INSTRUCTIONS FOR THE TASK ->
Begin at the line that contains "Would you mind indicating the black and" and stop at the end of the lines, swapping "front paw" for "forepaw" and changing nothing else. Leave the pictures out of your answer.

** start RAW RECORDS **

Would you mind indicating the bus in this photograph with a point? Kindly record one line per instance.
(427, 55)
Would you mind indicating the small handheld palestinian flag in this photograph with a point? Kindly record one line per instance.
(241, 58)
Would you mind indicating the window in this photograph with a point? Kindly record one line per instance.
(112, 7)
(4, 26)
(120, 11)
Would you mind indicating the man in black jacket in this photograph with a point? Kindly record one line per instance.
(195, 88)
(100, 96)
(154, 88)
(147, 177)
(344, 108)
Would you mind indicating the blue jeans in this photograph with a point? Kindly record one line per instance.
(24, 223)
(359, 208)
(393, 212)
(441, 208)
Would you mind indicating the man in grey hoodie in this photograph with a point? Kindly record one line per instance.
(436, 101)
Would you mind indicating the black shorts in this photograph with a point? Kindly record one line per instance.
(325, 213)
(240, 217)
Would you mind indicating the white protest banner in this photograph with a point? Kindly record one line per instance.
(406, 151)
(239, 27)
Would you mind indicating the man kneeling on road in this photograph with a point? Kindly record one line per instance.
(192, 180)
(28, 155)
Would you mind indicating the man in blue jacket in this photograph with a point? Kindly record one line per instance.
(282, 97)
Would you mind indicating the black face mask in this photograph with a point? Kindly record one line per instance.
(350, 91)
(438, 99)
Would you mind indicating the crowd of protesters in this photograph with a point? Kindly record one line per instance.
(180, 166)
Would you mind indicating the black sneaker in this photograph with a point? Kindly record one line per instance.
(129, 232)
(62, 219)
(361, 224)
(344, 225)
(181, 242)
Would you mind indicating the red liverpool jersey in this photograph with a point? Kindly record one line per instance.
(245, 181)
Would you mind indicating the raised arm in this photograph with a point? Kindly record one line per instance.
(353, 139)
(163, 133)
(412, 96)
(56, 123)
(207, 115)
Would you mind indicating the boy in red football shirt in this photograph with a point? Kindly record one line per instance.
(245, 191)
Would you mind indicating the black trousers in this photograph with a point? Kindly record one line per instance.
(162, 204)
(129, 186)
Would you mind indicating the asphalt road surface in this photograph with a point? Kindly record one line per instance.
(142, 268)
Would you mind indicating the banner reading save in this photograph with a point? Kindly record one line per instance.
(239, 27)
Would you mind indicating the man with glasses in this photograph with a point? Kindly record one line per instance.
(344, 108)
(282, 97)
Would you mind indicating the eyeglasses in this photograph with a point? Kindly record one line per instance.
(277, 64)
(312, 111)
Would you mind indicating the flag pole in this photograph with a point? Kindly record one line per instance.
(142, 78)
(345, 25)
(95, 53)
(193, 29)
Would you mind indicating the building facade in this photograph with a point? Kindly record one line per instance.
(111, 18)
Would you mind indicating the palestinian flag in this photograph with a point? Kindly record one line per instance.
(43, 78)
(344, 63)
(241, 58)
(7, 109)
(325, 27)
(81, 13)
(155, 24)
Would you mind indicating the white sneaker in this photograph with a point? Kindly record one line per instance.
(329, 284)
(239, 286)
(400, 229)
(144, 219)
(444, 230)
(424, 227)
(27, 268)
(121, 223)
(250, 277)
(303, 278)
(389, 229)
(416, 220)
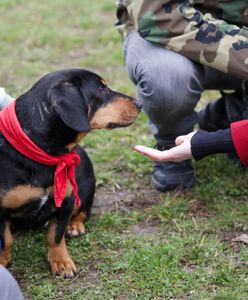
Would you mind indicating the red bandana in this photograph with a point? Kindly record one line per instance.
(66, 163)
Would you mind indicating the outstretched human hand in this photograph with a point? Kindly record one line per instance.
(181, 151)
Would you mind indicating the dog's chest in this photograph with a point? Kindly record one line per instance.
(30, 211)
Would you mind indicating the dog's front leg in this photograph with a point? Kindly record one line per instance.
(6, 240)
(58, 256)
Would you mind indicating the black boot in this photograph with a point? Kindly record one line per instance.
(169, 176)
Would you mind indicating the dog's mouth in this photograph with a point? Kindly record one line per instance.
(117, 125)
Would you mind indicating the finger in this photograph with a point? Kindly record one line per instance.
(147, 150)
(179, 140)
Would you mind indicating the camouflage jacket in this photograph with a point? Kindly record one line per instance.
(211, 32)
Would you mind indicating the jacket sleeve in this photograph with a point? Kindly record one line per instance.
(180, 26)
(239, 131)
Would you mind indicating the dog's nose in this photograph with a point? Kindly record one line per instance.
(138, 104)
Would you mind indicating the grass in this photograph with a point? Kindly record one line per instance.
(140, 244)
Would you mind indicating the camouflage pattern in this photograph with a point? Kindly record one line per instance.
(211, 32)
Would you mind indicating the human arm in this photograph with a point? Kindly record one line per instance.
(185, 28)
(198, 145)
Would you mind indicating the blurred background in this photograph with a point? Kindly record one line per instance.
(140, 244)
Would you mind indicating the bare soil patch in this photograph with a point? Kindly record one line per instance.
(118, 199)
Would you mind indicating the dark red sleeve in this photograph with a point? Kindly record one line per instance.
(239, 131)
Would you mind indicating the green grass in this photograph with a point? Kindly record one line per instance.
(145, 245)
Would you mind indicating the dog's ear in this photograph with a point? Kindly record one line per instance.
(71, 105)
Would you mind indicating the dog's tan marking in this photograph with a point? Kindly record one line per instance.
(121, 111)
(20, 195)
(58, 256)
(68, 192)
(5, 254)
(76, 226)
(79, 137)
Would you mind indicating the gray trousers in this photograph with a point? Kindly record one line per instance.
(170, 85)
(9, 288)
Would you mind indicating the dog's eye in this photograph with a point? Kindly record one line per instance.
(102, 89)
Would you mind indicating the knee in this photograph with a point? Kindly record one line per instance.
(166, 81)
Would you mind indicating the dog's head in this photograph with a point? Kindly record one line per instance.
(81, 100)
(85, 102)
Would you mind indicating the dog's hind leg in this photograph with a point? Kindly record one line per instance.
(6, 240)
(76, 226)
(58, 256)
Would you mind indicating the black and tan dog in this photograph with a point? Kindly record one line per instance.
(56, 113)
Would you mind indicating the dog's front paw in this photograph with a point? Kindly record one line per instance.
(61, 265)
(75, 228)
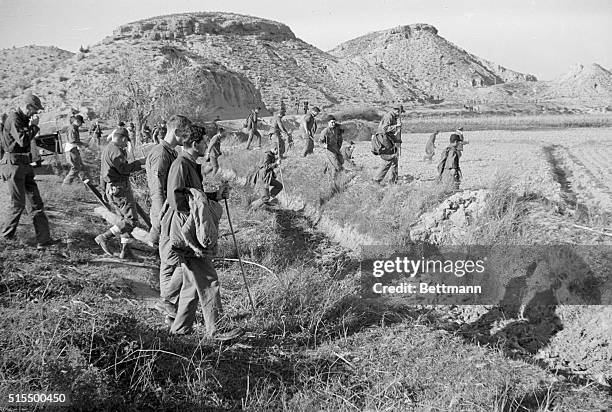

** end RAW RECORDS **

TASK OUTPUT ->
Would you mind indicating the black and tan dog in this photograph with a point? Kindly record one line per instance.
(56, 113)
Would you mind indicating the dog's forepaw in this photograph with a point? Kindly record one line per instance.
(61, 265)
(75, 228)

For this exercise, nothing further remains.